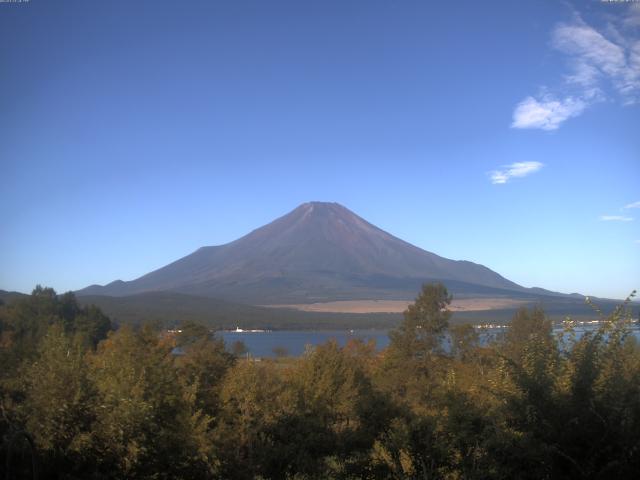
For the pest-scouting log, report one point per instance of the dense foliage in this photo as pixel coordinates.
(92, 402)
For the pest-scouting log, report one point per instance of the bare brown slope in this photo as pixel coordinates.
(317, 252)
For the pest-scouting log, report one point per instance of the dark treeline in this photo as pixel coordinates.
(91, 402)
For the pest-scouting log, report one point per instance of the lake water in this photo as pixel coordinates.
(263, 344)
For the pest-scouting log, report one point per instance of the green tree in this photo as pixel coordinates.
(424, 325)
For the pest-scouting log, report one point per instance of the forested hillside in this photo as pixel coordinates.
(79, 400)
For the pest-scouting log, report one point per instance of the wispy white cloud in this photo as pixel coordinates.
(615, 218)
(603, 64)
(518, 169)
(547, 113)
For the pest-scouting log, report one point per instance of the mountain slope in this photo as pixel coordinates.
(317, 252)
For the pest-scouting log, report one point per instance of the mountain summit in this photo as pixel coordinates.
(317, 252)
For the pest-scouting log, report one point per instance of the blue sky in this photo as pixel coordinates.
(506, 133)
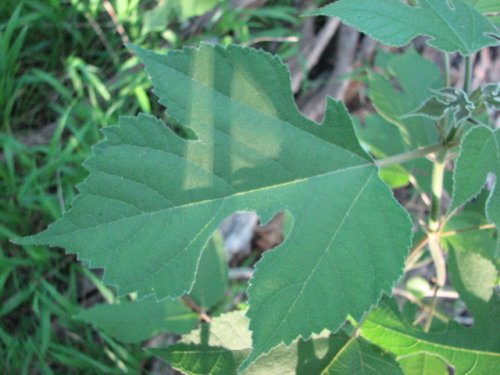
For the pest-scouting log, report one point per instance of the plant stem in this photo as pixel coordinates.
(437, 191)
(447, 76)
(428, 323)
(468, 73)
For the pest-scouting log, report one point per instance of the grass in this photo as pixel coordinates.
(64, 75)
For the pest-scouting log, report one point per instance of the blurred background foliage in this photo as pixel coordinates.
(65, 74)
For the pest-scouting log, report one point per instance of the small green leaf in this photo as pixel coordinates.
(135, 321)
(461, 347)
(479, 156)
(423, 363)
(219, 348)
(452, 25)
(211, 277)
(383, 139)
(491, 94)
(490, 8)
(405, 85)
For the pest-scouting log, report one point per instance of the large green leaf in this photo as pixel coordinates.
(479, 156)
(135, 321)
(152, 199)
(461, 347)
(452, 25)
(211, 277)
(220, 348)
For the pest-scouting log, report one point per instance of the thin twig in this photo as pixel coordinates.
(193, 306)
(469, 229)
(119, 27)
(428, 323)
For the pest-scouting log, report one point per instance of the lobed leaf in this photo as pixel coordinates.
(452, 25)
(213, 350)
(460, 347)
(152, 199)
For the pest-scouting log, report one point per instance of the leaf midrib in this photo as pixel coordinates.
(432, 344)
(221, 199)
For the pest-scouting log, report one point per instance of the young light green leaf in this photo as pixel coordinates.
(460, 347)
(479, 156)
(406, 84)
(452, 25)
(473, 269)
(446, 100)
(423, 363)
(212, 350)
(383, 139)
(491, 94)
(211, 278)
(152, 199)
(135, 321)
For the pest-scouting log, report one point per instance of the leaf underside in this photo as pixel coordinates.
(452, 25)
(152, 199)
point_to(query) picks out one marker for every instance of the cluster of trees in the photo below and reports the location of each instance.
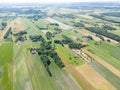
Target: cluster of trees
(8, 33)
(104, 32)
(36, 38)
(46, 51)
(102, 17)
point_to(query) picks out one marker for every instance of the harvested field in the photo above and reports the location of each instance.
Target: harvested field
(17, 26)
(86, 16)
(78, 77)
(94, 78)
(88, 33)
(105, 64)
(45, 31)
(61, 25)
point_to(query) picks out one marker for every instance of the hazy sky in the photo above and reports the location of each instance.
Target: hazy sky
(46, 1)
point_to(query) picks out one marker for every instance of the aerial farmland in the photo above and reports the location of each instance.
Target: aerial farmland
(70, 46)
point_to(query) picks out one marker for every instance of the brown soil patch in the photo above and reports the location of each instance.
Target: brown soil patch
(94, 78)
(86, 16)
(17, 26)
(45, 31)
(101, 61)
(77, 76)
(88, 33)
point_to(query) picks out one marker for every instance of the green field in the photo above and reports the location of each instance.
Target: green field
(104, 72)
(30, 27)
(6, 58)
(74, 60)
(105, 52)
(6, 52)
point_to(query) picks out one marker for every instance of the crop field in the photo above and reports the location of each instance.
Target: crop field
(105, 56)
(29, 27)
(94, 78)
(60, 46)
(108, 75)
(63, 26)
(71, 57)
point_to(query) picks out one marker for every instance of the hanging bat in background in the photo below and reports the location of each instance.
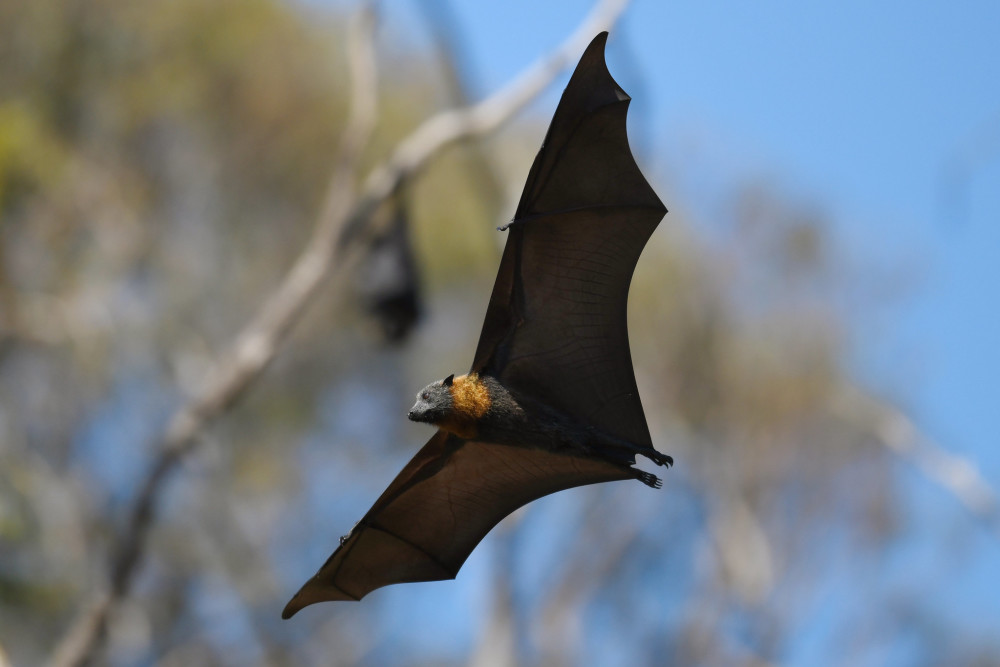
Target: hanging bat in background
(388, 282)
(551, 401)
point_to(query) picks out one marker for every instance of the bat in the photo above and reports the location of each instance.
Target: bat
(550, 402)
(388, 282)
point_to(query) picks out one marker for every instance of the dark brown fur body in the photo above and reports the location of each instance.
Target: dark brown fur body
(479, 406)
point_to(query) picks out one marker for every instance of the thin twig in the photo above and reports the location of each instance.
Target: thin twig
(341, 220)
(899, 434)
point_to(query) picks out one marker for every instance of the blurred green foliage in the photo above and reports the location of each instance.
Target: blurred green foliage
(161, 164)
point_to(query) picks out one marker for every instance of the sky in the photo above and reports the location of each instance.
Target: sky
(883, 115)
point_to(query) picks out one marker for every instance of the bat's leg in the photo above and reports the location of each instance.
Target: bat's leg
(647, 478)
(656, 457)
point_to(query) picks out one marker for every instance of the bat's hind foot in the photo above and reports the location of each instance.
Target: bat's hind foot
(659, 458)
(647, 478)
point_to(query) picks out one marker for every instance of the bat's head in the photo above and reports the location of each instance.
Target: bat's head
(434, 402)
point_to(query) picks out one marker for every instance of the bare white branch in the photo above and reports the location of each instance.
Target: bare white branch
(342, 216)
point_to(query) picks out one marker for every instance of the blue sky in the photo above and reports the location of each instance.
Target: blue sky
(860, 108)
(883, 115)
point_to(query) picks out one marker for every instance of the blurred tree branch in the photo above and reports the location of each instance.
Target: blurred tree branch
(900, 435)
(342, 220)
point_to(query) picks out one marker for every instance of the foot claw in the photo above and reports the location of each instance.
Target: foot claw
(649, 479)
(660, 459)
++++
Set out every line of the records above as a numbered list, skipping blank lines and leaving the pictures out.

■ **RESULT**
1. For the pest-scouting log, report one point per instance of the dense foliage in this photo as pixel coordinates.
2. (92, 402)
3. For the pest-scouting log, report one point per instance of the bare brown slope in this photo as pixel coordinates.
4. (317, 252)
5. For the pest-scouting log, report one point per instance of the dark treeline in this photo as pixel coordinates.
6. (91, 402)
7. For the pest-scouting log, report one point per instance of the lake water in this photo as pixel coordinates.
8. (263, 344)
9. For the pest-scouting log, report one point per instance of the green tree in this photo as pixel coordinates.
10. (424, 325)
11. For the pest-scouting log, report one point per instance of the forested hillside in this photo as pixel coordinates.
12. (79, 400)
13. For the pest-scouting log, report one point per instance of the wispy white cloud in this photo as pixel coordinates.
14. (615, 218)
15. (603, 64)
16. (518, 169)
17. (547, 113)
18. For the pest-scouting log, report one point per instance of the mountain slope in this photo as pixel coordinates.
19. (317, 252)
20. For the pest-scouting log, report one point per instance of the mountain summit in this photo as pixel coordinates.
21. (317, 252)
22. For the pest-scouting log, report one point per instance of the blue sky in this photo as pixel coordinates.
23. (506, 133)
24. For the pest-scouting log, report one point per instance of the plant stem in this photo as pixel coordinates.
25. (437, 191)
26. (447, 76)
27. (428, 323)
28. (468, 73)
29. For the pest-scouting log, report one point per instance of the grass in this photo as pixel coordinates.
30. (64, 75)
31. For the pest-scouting log, report one point per instance of the blurred background foliage in this photo as pixel coordinates.
32. (65, 74)
33. For the pest-scouting log, report one point per instance of the small green leaf in this photo as pixel coordinates.
34. (135, 321)
35. (461, 347)
36. (479, 156)
37. (423, 363)
38. (219, 348)
39. (452, 25)
40. (211, 277)
41. (383, 139)
42. (491, 94)
43. (490, 8)
44. (405, 85)
45. For the pest-scouting log, report one point per instance of the large green leaf in this photo as pixel coordinates.
46. (479, 156)
47. (135, 321)
48. (152, 199)
49. (461, 347)
50. (452, 25)
51. (211, 277)
52. (220, 348)
53. For the pest-scouting log, report one point per instance of the thin twig in this photo as pixel coordinates.
54. (193, 306)
55. (469, 229)
56. (119, 27)
57. (428, 323)
58. For the pest-scouting log, report one point per instance of the lobed leaf in this photo as pixel coordinates.
59. (452, 25)
60. (213, 350)
61. (460, 347)
62. (152, 199)
63. For the pest-scouting log, report one point per instance of the leaf midrib in this photo as pixel coordinates.
64. (432, 344)
65. (221, 199)
66. For the pest-scouting log, report one point per instance of the young light green leaf in this photo as pixel coordinates.
67. (460, 347)
68. (479, 156)
69. (406, 84)
70. (452, 25)
71. (473, 269)
72. (446, 100)
73. (423, 363)
74. (212, 350)
75. (383, 139)
76. (491, 94)
77. (211, 278)
78. (152, 199)
79. (135, 321)
80. For the pest-scouting log, report one point per instance of the leaf underside in this photo as pixel coordinates.
81. (452, 25)
82. (152, 199)
83. point_to(query) picks out one marker for every instance of the cluster of trees in the photo below and reports the location of each instance.
84. Target: cluster of trees
85. (8, 33)
86. (104, 32)
87. (36, 38)
88. (46, 51)
89. (102, 17)
90. point_to(query) picks out one marker for every instance of the harvested field in the photo above and reports the location of each instance.
91. Target: harvested field
92. (17, 26)
93. (86, 16)
94. (78, 77)
95. (94, 78)
96. (88, 33)
97. (105, 64)
98. (45, 31)
99. (61, 25)
100. point_to(query) picks out one marker for every instance of the hazy sky in the photo above and reports the location of each instance.
101. Target: hazy sky
102. (46, 1)
103. point_to(query) picks out one marker for every instance of the aerial farmland in the photo above and reports the location of each instance.
104. Target: aerial farmland
105. (70, 46)
106. point_to(query) picks out one marker for every instance of the brown soil patch in the photo above and reports the location of each instance.
107. Target: brown soil patch
108. (94, 78)
109. (86, 16)
110. (17, 26)
111. (45, 31)
112. (101, 61)
113. (77, 76)
114. (88, 33)
115. point_to(query) picks out one marker for every instance of the green field in the photo above and reports the location of each instance.
116. Target: green field
117. (104, 72)
118. (30, 27)
119. (6, 58)
120. (74, 60)
121. (105, 52)
122. (6, 52)
123. point_to(query) picks out one marker for every instance of the crop field in the photo above and reports the location of each instance.
124. Target: crop field
125. (105, 56)
126. (29, 27)
127. (94, 78)
128. (60, 46)
129. (108, 75)
130. (63, 26)
131. (71, 57)
132. point_to(query) picks out one marker for every instance of the hanging bat in background in the photo below and reports the location of each instance.
133. Target: hanging bat in background
134. (388, 282)
135. (551, 401)
136. point_to(query) picks out one marker for every instance of the bat in the photo above and reports the location of each instance.
137. Target: bat
138. (550, 402)
139. (388, 282)
140. point_to(query) picks out one marker for every instance of the dark brown fur body in the photo above and reports the location of each instance.
141. Target: dark brown fur body
142. (479, 406)
143. point_to(query) picks out one marker for every instance of the thin twig in the photo above and reports the location of each instance.
144. Target: thin twig
145. (341, 220)
146. (899, 434)
147. point_to(query) picks out one marker for every instance of the blurred green foliage in the photo above and reports the location of each instance.
148. Target: blurred green foliage
149. (161, 164)
150. point_to(query) picks out one marker for every instance of the sky in the photo above and reports the location of each instance.
151. Target: sky
152. (883, 115)
153. point_to(query) picks out one marker for every instance of the bat's leg in the photo above and reports the location of each instance.
154. Target: bat's leg
155. (647, 478)
156. (656, 457)
157. point_to(query) picks out one marker for every instance of the bat's hind foot in the photo above and reports the location of each instance.
158. Target: bat's hind foot
159. (659, 458)
160. (647, 478)
161. point_to(query) picks out one marker for every instance of the bat's head in the photo above and reports the location of each instance.
162. Target: bat's head
163. (434, 402)
164. point_to(query) picks out one marker for every instance of the bare white branch in the photo above and reports the location of each instance.
165. Target: bare white branch
166. (342, 216)
167. point_to(query) picks out one marker for every instance of the blue sky in the photo above and reports the location of each instance.
168. Target: blue sky
169. (860, 108)
170. (883, 115)
171. point_to(query) picks out one marker for every instance of the blurred tree branch in the photo above and reports the location of each instance.
172. Target: blurred tree branch
173. (900, 435)
174. (342, 220)
175. point_to(query) picks out one marker for every instance of the foot claw in the photo above and reports the location of each instance.
176. Target: foot claw
177. (649, 479)
178. (660, 459)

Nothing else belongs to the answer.